**Assignment 1:**
According to the text on tries, how many new nodes are needed to add the word dot to the sample trie?

##### Text provided

The first letter n is a child of the root, but there is no a node as child of that node n.
The path for the string nap does not exist in the trie: nap is neither a word nor a prefix in this trie.

Adding

To add a new word into the trie it is necessary to implement the addWord method of the LexiconTrie.addWord needs to be developed in parallel with containsWord to be able to test your structure: the two methods have strong similarities in terms of the path they take. A word shouldn't be added if is already there.

Adding to a trie is a matter of

tracing out its path starting from the root, as if searching,
adding any part of the path that does not exist, i.e., missing nodes are inserted to the trie, and finally
setting the isWord flag to true for the final node.

Different cases are encountered when adding a new word.

Adding a new node for each letter.
For example, adding the word dot to our sample trie requires three new nodes, one for each letter.
Adding a few nodes only.
For example, adding the word news to our sample trie requires only an s child to the end of existing path for new.
Adding no node.
For example, adding the word do to our sample trie, after dot has been added, does not require any new nodes at all. Only the isWord flag on an existing node is set to true.

Here is the sample trie after those three words have been added:

A trie is an unusual data structure in that its performance can improve as it becomes more loaded.
Instead of slowing down as it gets full, it becomes faster to add words when they can share common prefix nodes with words already in the trie.

Removing

Once you have tested the add and contain methods for word and prefix, you are ready to implement the remove functionality. Removing a word in the trie requires

tracing its path so as to turn off the isWord flag of the word last node and
removing any part of the ex-word path that is now a dead end.

For example, if you remove the words zen and not from the following trie,

you obtain

Deleting unneeded nodes is tricky because of the recursive nature of the trie. Think about how we removed the last element of a single linked list: a reference to the second to last element was needed to update the references appropriately. A similar idea is needed for our trie.

General observations

There should never exist a leaf node whose isWord field is false. If a node has no children, i.e. is a leaf, and does not represent a valid word (i.e., isWord == false), then this node is not part of a path to a valid word in the trie and such nodes should be deleted when removing a word.
It is possible to remove a word from the trie without removing any nodes. For example, to remove the word new from the above trie, one need only to turn off isWord in the w node. All nodes along its path are still in use for other words.

Important note
When removing a word from the trie, the nodes on the path to the word only are needed. It would be extremely inefficient to check additional nodes that are not on the path.

Other Operations

You are also required to implement the following features.

Maintaining and returning the number of words, numWords stored in the LexiconTrie.
Reading words from a file using a Scanner to add to a trie automatically: addWordFromFile. You should be able to use the code in LexiconOrderedStructure to accomplish this.
Traversing the trie to list in order all the contained words in the lexicon, implementing an iterator for the trie data structure. An iterator permits a recursive exploration of all paths through the trie.
- Write a LexiconIterator class that implements the Iterator interface: the iterator returns the words (not prefixes) in alphabetical order.

##########

**Assignment 2:**
Format each line of the listing below as a Markdown table with the columns Row and Line, numbering the rows and leaving out blank lines.

##### Material shown

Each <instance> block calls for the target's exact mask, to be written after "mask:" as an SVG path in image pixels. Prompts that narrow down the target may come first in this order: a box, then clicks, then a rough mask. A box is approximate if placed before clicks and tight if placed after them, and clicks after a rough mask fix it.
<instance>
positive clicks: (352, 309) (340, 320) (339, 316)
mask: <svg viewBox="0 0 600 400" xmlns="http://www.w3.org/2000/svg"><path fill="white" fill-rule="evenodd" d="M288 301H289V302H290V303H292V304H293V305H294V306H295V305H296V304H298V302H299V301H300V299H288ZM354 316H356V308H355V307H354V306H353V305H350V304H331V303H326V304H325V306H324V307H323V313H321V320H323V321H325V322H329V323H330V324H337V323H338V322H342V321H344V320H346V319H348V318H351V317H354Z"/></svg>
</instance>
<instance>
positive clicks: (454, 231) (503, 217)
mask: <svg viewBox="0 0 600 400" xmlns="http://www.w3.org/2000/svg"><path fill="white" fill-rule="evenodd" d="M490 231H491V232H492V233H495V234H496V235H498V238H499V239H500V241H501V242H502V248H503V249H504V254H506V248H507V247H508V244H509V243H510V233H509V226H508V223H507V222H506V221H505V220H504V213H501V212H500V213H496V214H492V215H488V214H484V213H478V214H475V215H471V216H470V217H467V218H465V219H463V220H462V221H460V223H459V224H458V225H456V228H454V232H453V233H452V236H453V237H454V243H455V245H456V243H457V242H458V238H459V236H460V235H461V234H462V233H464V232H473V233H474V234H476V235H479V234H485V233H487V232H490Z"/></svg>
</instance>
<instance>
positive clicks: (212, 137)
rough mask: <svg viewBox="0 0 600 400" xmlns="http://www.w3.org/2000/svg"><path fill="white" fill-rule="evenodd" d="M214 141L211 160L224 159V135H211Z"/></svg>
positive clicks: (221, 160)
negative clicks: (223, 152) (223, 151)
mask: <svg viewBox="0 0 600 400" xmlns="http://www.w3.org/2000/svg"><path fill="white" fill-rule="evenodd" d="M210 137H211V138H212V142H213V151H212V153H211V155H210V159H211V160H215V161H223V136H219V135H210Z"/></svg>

##########

**Response box 1:**
Three new nodes, one for each letter.

**Response box 2:**
| Row | Line |
|---|---|
| 1 | Each <instance> block calls for the target's exact mask, to be written after "mask:" as an SVG path in image pixels. Prompts that narrow down the target may come first in this order: a box, then clicks, then a rough mask. A box is approximate if placed before clicks and tight if placed after them, and clicks after a rough mask fix it. |
| 2 | <instance> |
| 3 | positive clicks: (352, 309) (340, 320) (339, 316) |
| 4 | mask: <svg viewBox="0 0 600 400" xmlns="http://www.w3.org/2000/svg"><path fill="white" fill-rule="evenodd" d="M288 301H289V302H290V303H292V304H293V305H294V306H295V305H296V304H298V302H299V301H300V299H288ZM354 316H356V308H355V307H354V306H353V305H350V304H331V303H326V304H325V306H324V307H323V313H321V320H323V321H325V322H329V323H330V324H337V323H338V322H342V321H344V320H346V319H348V318H351V317H354Z"/></svg> |
| 5 | </instance> |
| 6 | <instance> |
| 7 | positive clicks: (454, 231) (503, 217) |
| 8 | mask: <svg viewBox="0 0 600 400" xmlns="http://www.w3.org/2000/svg"><path fill="white" fill-rule="evenodd" d="M490 231H491V232H492V233H495V234H496V235H498V238H499V239H500V241H501V242H502V248H503V249H504V254H506V248H507V247H508V244H509V243H510V233H509V226H508V223H507V222H506V221H505V220H504V213H501V212H500V213H496V214H492V215H488V214H484V213H478V214H475V215H471V216H470V217H467V218H465V219H463V220H462V221H460V223H459V224H458V225H456V228H454V232H453V233H452V236H453V237H454V243H455V245H456V243H457V242H458V238H459V236H460V235H461V234H462V233H464V232H473V233H474V234H476V235H479V234H485V233H487V232H490Z"/></svg> |
| 9 | </instance> |
| 10 | <instance> |
| 11 | positive clicks: (212, 137) |
| 12 | rough mask: <svg viewBox="0 0 600 400" xmlns="http://www.w3.org/2000/svg"><path fill="white" fill-rule="evenodd" d="M214 141L211 160L224 159V135H211Z"/></svg> |
| 13 | positive clicks: (221, 160) |
| 14 | negative clicks: (223, 152) (223, 151) |
| 15 | mask: <svg viewBox="0 0 600 400" xmlns="http://www.w3.org/2000/svg"><path fill="white" fill-rule="evenodd" d="M210 137H211V138H212V142H213V151H212V153H211V155H210V159H211V160H215V161H223V136H219V135H210Z"/></svg> |